#### GOAL OF THE EXERCISE
Exact reproduction of every entry is required.

#### DATA FOR THIS TASK
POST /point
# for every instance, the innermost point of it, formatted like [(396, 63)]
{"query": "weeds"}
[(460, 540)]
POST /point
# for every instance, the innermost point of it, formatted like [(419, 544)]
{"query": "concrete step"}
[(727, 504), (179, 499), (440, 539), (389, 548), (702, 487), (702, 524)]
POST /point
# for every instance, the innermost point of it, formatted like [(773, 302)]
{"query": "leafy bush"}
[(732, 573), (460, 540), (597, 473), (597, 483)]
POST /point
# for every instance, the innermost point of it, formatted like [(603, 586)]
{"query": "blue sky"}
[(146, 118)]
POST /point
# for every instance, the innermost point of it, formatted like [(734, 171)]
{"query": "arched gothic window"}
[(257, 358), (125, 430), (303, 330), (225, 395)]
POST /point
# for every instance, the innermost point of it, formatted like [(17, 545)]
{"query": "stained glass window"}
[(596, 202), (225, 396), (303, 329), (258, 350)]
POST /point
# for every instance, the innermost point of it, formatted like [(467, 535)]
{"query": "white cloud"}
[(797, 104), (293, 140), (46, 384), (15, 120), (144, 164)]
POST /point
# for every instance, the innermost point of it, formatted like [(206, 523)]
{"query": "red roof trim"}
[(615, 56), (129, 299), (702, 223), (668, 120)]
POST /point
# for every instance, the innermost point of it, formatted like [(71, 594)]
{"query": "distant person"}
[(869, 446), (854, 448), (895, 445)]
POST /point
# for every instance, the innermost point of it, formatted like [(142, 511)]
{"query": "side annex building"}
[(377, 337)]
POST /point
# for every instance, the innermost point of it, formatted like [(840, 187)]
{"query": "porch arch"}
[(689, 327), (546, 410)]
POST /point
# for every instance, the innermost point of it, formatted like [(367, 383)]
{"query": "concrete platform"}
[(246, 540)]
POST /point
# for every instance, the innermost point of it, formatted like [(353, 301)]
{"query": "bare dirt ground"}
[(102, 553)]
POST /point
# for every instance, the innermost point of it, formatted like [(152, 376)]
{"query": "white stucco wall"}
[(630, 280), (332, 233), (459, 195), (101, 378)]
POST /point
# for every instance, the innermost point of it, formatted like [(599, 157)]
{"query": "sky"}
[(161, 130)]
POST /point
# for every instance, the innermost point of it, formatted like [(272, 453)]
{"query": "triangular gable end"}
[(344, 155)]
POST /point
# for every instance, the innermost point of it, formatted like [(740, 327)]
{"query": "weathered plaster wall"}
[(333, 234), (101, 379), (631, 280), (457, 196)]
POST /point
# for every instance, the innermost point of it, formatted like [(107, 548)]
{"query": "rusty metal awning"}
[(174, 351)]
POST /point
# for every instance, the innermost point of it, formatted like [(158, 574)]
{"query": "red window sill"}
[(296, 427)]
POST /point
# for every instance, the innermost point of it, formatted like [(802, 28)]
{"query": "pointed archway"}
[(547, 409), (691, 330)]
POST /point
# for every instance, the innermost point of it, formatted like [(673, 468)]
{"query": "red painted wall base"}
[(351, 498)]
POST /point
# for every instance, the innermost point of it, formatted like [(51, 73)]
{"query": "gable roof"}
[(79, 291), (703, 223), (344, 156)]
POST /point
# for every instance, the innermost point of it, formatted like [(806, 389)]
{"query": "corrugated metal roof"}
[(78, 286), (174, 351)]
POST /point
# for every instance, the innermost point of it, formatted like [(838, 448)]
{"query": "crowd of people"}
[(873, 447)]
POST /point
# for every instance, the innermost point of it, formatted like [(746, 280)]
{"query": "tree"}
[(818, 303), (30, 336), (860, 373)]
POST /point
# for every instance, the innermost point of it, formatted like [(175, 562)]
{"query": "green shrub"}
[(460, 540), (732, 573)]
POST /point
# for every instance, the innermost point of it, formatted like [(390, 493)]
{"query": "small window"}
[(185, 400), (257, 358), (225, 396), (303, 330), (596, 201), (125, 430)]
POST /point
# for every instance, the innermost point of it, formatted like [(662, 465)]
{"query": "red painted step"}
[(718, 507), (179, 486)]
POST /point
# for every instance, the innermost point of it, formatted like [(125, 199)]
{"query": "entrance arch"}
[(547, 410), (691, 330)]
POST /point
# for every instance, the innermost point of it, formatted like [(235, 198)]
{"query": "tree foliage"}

#### RESPONSE FOR THIS EXERCISE
POST /point
# for every instance, the innermost point of it, formatted like [(396, 63)]
{"query": "weeds"}
[(460, 540)]
POST /point
# for every instance, the innermost point of it, formatted like [(419, 544)]
{"query": "concrete step"}
[(727, 504), (179, 499), (440, 539), (389, 548), (702, 487), (702, 524)]
POST /point
# for every instance, the innermost point of it, formatted like [(773, 302)]
{"query": "leafy bush"}
[(732, 573), (460, 540), (597, 473), (597, 483)]
POST /point
# for every instance, the innermost point of it, formatted like [(603, 586)]
{"query": "blue sky"}
[(146, 118)]
POST /point
# for every instance, the innermost point of it, formatted like [(734, 171)]
{"query": "arched gothic window"}
[(257, 358), (125, 430), (303, 330), (225, 395)]
POST /point
# for every instance, the innermost point of it, formatted like [(17, 545)]
{"query": "stained glass window"}
[(596, 202), (225, 396), (303, 329), (258, 350)]
POST /point
# for every instance, the innermost point of it, formatted like [(467, 535)]
{"query": "white cloud"}
[(797, 104), (293, 140), (46, 384), (15, 120), (144, 164)]
POST /point
# for every instance, the innermost point of it, formatted like [(206, 523)]
{"query": "red roof trim"}
[(615, 56), (129, 299), (702, 223), (668, 120)]
POST /point
# for every instance, the innermost point of it, formatted like [(71, 594)]
{"query": "distant person"}
[(869, 446), (854, 448), (895, 445)]
POST /point
# for every instance, the innermost point of it, formatted like [(142, 511)]
{"query": "side annex building"}
[(377, 337)]
POST /point
# for every instance, the innermost point of it, formatted like [(840, 187)]
{"query": "porch arch"}
[(689, 327), (546, 410)]
POST /point
# for every instance, the innermost point of it, formatted like [(367, 383)]
{"query": "concrete platform"}
[(246, 540)]
POST /point
# for every instance, the innermost point of it, formatted like [(353, 301)]
{"query": "bare dirt ground"}
[(102, 553)]
POST /point
# for every instance, the innermost point of it, formatted like [(152, 376)]
{"query": "white stucco wall"}
[(630, 280), (332, 233), (459, 195), (101, 378)]
POST /point
# for every instance, the innermost point of it, formatted like [(599, 157)]
{"query": "sky"}
[(161, 130)]
POST /point
# for every instance, the innermost point of it, formatted like [(272, 453)]
{"query": "triangular gable end"}
[(344, 155)]
POST /point
# for every instance, the innermost point of it, formatted like [(740, 327)]
{"query": "weathered plaster wall"}
[(333, 234), (101, 379), (631, 280), (457, 196)]
POST /point
# for every instance, the innermost point of it, formatted like [(107, 548)]
{"query": "rusty metal awning"}
[(174, 351)]
POST /point
# for every instance, the innermost point of it, formatted like [(158, 574)]
{"query": "red window sill"}
[(296, 427)]
POST /point
# for every instance, the innermost point of it, formatted like [(802, 28)]
{"query": "pointed archway"}
[(547, 409), (691, 330)]
POST /point
# for every instance, the innermost point of it, formatted like [(673, 468)]
{"query": "red painted wall base"}
[(351, 498)]
POST /point
# for every instance, the innermost point of it, formatted like [(51, 73)]
{"query": "gable roof"}
[(79, 291), (703, 223), (344, 156)]
POST /point
# for every instance, the innermost point of it, formatted like [(806, 389)]
{"query": "corrugated metal roof"}
[(78, 286), (174, 351)]
POST /point
# for every instance, the innermost point of it, formatted like [(838, 448)]
{"query": "crowd of people"}
[(873, 447)]
POST /point
# for every instance, the innermost point of it, formatted like [(746, 280)]
{"query": "tree"}
[(818, 303), (30, 336), (860, 373)]
POST /point
# for every instance, the innermost point of it, formatted like [(175, 562)]
{"query": "green shrub"}
[(460, 540), (732, 573)]
POST /point
# for every instance, the innermost point of it, formatted like [(390, 493)]
{"query": "small window"}
[(185, 400), (257, 358), (225, 396), (303, 330), (596, 201), (125, 430)]
POST /point
# for every instance, the innermost point of it, formatted like [(662, 465)]
{"query": "red painted step"}
[(718, 507), (179, 486)]
POST /point
# for every instance, the innermost point of it, formatted like [(125, 199)]
{"query": "entrance arch"}
[(547, 410), (691, 330)]
POST /point
# for every instance, the innermost point of it, formatted like [(235, 198)]
{"query": "tree foliage"}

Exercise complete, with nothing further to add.